EXERCISE GOAL |
An unaltered copy of the listing below is required.

STUDY MATERIAL |
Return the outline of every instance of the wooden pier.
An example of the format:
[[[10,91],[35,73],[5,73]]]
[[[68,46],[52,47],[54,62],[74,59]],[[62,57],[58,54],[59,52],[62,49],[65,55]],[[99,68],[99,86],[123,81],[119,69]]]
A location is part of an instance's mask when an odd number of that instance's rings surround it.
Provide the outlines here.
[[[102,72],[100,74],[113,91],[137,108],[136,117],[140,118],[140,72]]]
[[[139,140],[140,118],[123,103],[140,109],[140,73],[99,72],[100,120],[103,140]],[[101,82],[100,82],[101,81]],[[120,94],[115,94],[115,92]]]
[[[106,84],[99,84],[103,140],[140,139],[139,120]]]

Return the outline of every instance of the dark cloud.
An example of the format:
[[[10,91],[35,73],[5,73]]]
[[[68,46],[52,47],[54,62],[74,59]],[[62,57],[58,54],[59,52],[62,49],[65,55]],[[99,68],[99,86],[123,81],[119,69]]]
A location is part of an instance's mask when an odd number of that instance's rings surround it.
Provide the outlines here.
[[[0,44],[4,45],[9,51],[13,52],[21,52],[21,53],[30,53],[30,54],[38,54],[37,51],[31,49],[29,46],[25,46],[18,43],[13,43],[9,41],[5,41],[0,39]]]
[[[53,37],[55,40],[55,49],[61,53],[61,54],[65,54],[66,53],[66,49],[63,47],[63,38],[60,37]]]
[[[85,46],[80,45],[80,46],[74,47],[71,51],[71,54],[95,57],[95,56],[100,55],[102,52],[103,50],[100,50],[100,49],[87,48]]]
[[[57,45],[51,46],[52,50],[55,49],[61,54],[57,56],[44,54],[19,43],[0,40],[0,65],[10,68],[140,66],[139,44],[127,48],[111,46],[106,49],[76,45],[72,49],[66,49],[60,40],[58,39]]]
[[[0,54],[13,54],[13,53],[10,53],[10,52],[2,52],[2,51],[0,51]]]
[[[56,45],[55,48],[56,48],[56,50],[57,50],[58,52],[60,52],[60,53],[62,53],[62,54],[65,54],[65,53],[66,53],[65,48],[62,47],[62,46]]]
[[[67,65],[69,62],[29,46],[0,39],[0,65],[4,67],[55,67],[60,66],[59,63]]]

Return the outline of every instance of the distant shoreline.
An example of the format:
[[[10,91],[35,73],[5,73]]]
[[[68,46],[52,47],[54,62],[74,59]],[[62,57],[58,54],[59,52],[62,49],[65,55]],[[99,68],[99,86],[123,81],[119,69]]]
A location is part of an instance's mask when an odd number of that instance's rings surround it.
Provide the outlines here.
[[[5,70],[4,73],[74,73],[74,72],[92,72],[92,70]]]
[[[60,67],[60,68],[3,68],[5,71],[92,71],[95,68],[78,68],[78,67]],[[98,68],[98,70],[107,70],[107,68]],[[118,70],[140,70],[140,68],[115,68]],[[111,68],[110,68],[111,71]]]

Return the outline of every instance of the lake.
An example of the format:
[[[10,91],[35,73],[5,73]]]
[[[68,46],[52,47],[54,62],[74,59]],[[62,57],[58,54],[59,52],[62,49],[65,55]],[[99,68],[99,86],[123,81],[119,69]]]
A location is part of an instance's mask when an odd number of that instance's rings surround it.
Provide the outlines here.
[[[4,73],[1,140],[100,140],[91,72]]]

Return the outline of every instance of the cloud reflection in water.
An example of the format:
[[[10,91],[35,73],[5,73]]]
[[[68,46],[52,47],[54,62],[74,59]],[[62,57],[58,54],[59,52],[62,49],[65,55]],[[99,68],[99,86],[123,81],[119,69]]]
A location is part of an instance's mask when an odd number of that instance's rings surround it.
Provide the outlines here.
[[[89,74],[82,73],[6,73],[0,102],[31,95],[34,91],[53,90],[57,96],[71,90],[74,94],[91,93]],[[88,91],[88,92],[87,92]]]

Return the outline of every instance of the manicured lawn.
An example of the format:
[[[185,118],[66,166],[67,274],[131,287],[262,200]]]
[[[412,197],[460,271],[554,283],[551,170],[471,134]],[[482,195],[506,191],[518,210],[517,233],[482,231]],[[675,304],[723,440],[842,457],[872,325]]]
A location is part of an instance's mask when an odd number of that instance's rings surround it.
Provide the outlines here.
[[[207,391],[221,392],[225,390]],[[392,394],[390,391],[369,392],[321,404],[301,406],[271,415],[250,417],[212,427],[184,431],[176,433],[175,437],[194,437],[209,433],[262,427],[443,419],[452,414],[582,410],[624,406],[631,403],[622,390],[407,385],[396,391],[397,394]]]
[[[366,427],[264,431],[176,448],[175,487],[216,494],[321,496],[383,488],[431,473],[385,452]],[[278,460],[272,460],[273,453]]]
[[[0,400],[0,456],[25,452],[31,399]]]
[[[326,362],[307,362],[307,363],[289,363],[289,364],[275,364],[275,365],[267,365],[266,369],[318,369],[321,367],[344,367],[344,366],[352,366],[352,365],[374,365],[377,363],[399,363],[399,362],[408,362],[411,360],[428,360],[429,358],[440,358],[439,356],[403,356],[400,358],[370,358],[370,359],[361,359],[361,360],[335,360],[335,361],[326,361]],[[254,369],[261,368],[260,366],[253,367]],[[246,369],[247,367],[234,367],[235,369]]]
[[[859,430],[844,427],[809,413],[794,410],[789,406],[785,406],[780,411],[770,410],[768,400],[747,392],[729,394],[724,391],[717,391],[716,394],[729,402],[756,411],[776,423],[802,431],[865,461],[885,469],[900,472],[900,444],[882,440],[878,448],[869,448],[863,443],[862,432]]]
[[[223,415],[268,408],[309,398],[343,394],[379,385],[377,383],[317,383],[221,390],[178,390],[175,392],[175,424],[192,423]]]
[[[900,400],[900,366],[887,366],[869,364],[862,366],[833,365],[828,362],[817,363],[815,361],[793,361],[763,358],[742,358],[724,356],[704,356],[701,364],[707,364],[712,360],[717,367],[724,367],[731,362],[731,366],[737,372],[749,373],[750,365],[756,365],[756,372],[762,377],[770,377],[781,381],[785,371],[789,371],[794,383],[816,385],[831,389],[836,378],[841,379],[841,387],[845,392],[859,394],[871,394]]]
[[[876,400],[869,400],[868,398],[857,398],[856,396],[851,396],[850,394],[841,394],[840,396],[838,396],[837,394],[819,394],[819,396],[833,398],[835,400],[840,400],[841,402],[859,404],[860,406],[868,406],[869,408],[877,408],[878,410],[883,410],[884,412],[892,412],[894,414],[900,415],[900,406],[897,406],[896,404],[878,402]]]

SOLUTION FOR THIS PROBLEM |
Return the outline of every instance of the wooden pier.
An example of the format:
[[[10,91],[35,73],[5,73]]]
[[[68,46],[52,47],[54,62],[74,59]],[[62,57],[58,54],[59,52],[62,49],[65,55]],[[99,68],[99,86],[123,81],[119,69]]]
A location is part of an instance's mask when an odd number of that instance's rings surround it.
Provide the outlines here.
[[[102,72],[100,74],[113,91],[137,108],[136,117],[140,118],[140,72]]]
[[[139,140],[140,118],[123,103],[140,109],[140,73],[99,72],[100,120],[103,140]],[[101,82],[100,82],[101,81]],[[120,94],[115,94],[115,92]]]
[[[106,84],[99,84],[103,140],[140,139],[139,120]]]

Return the outline of every instance of the dark cloud.
An example of the format:
[[[10,91],[35,73],[5,73]]]
[[[68,46],[52,47],[54,62],[74,59]],[[62,57],[58,54],[59,52],[62,49],[65,55]],[[99,68],[99,86],[123,81],[119,69]]]
A location is part of an instance's mask when an odd number of that instance's rings surround it.
Provide the outlines here.
[[[0,44],[4,45],[9,51],[13,52],[21,52],[21,53],[30,53],[30,54],[38,54],[37,51],[31,49],[29,46],[25,46],[18,43],[13,43],[9,41],[5,41],[0,39]]]
[[[53,37],[55,40],[55,49],[61,53],[61,54],[65,54],[66,53],[66,49],[63,47],[63,38],[60,37]]]
[[[85,46],[80,45],[80,46],[74,47],[71,51],[71,54],[95,57],[95,56],[100,55],[102,52],[103,50],[100,50],[100,49],[87,48]]]
[[[57,45],[51,46],[52,50],[55,49],[61,54],[57,56],[44,54],[19,43],[0,40],[0,65],[10,68],[140,66],[139,44],[127,48],[111,46],[106,49],[76,45],[72,49],[66,49],[60,40],[58,39]]]
[[[0,54],[13,54],[13,53],[10,53],[10,52],[2,52],[2,51],[0,51]]]
[[[56,45],[55,48],[56,48],[56,50],[57,50],[58,52],[60,52],[60,53],[62,53],[62,54],[65,54],[65,53],[66,53],[65,48],[62,47],[62,46]]]
[[[67,65],[69,62],[29,46],[0,39],[0,65],[4,67],[55,67],[60,66],[59,63]]]

Return the outline of every instance of the distant shoreline.
An example of the format:
[[[10,91],[35,73],[5,73]]]
[[[68,46],[52,47],[54,62],[74,59]],[[62,57],[58,54],[59,52],[62,49],[65,55]],[[99,68],[99,86],[123,81],[119,69]]]
A location is part of an instance's mask when an odd number of that instance's rings surround it.
Provide the outlines here.
[[[5,70],[4,73],[74,73],[74,72],[92,72],[92,70]]]
[[[60,67],[60,68],[3,68],[5,71],[92,71],[95,68],[78,68],[78,67]],[[98,68],[98,70],[107,70],[107,68]],[[118,70],[140,70],[140,68],[115,68]],[[111,68],[110,68],[111,71]]]

Return the outline of every instance of the lake.
An example of the format:
[[[10,91],[35,73],[5,73]]]
[[[68,46],[52,47],[54,62],[74,59]],[[62,57],[58,54],[59,52],[62,49],[65,55]],[[99,68],[99,86],[123,81],[119,69]]]
A location is part of an instance's mask when an odd number of that instance's rings surround it.
Provide the outlines here.
[[[4,73],[1,140],[100,140],[91,72]]]

Return the outline of every instance of the cloud reflection in water.
An example of the format:
[[[10,91],[35,73],[5,73]]]
[[[68,46],[52,47],[54,62],[74,59]],[[62,57],[58,54],[59,52],[62,49],[65,55]],[[99,68],[99,86],[123,81],[119,69]]]
A location is part of an instance's mask when an odd number of that instance's rings surround it.
Provide the outlines here.
[[[89,74],[82,73],[6,73],[0,102],[31,95],[34,91],[53,90],[57,96],[71,90],[74,94],[91,93]],[[88,91],[88,92],[87,92]]]

Return the outline of every instance of the manicured lawn.
An example of the format:
[[[185,118],[66,166],[67,274],[131,287],[262,200]]]
[[[412,197],[460,271],[554,283],[551,170],[471,134]],[[482,195],[506,191],[518,210],[517,233],[482,231]],[[675,304],[723,440],[842,457],[872,325]]]
A location is part of an instance's mask when an odd number of that instance's rings surround it.
Provide the outlines here.
[[[207,391],[221,392],[225,390]],[[392,394],[390,391],[369,392],[321,404],[301,406],[271,415],[250,417],[212,427],[184,431],[176,433],[175,437],[194,437],[209,433],[262,427],[443,419],[452,414],[582,410],[624,406],[631,403],[622,390],[407,385],[396,391],[397,394]]]
[[[366,427],[264,431],[176,448],[175,487],[216,494],[321,496],[383,488],[431,473],[385,452]],[[278,460],[272,460],[273,453]]]
[[[0,400],[0,456],[25,452],[31,399]]]
[[[326,362],[307,362],[307,363],[289,363],[289,364],[275,364],[275,365],[267,365],[266,369],[318,369],[321,367],[344,367],[344,366],[352,366],[352,365],[374,365],[377,363],[399,363],[399,362],[408,362],[411,360],[428,360],[429,358],[440,358],[439,356],[403,356],[400,358],[370,358],[370,359],[361,359],[361,360],[335,360],[335,361],[326,361]],[[254,369],[261,368],[260,366],[253,367]],[[246,369],[247,367],[234,367],[235,369]]]
[[[859,430],[844,427],[809,413],[794,410],[789,406],[785,406],[780,411],[770,410],[768,400],[747,392],[729,394],[724,391],[717,391],[716,394],[729,402],[756,411],[776,423],[802,431],[865,461],[885,469],[900,472],[900,444],[882,440],[878,448],[869,448],[863,443],[862,432]]]
[[[223,415],[268,408],[309,398],[343,394],[379,385],[377,383],[317,383],[221,390],[178,390],[175,392],[175,424],[192,423]]]
[[[900,400],[900,366],[887,366],[869,364],[862,366],[833,365],[828,362],[817,363],[815,361],[793,361],[763,358],[742,358],[724,356],[704,356],[701,364],[707,364],[712,360],[717,367],[724,367],[731,362],[731,366],[737,372],[749,373],[750,365],[756,365],[756,372],[762,377],[770,377],[781,381],[785,371],[789,371],[794,383],[816,385],[831,389],[836,378],[841,379],[841,387],[845,392],[859,394],[871,394]]]
[[[876,400],[869,400],[868,398],[857,398],[856,396],[851,396],[850,394],[841,394],[840,396],[838,396],[837,394],[819,394],[819,396],[833,398],[835,400],[840,400],[841,402],[859,404],[860,406],[868,406],[869,408],[877,408],[878,410],[883,410],[884,412],[892,412],[894,414],[900,415],[900,406],[897,406],[896,404],[878,402]]]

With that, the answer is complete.